** Assignment **
Show every line from the data below that includes "region".

** Extracted data **

==================================================

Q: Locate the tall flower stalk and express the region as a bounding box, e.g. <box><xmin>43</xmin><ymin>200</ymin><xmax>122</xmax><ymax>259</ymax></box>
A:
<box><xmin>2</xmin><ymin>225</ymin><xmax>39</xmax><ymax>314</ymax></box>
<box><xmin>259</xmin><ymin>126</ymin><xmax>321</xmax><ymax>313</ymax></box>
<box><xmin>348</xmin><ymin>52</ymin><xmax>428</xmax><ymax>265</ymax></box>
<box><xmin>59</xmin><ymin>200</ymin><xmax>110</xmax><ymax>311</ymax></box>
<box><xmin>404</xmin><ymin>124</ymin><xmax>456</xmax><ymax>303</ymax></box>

==================================================

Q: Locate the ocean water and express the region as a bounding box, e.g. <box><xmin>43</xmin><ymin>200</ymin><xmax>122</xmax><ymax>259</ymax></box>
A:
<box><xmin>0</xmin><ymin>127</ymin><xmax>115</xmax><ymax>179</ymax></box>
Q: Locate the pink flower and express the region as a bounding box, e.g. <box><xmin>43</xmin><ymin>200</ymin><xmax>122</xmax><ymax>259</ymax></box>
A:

==================================================

** Result **
Q: Locate the tall flower stalk and express the region as a bounding box, e.g. <box><xmin>43</xmin><ymin>200</ymin><xmax>122</xmax><ymax>259</ymax></box>
Q: Locate the ocean water and express the region as a bounding box, e.g. <box><xmin>43</xmin><ymin>200</ymin><xmax>122</xmax><ymax>259</ymax></box>
Q: Locate the pink flower and express the region as a bounding box, e.g. <box><xmin>43</xmin><ymin>200</ymin><xmax>122</xmax><ymax>259</ymax></box>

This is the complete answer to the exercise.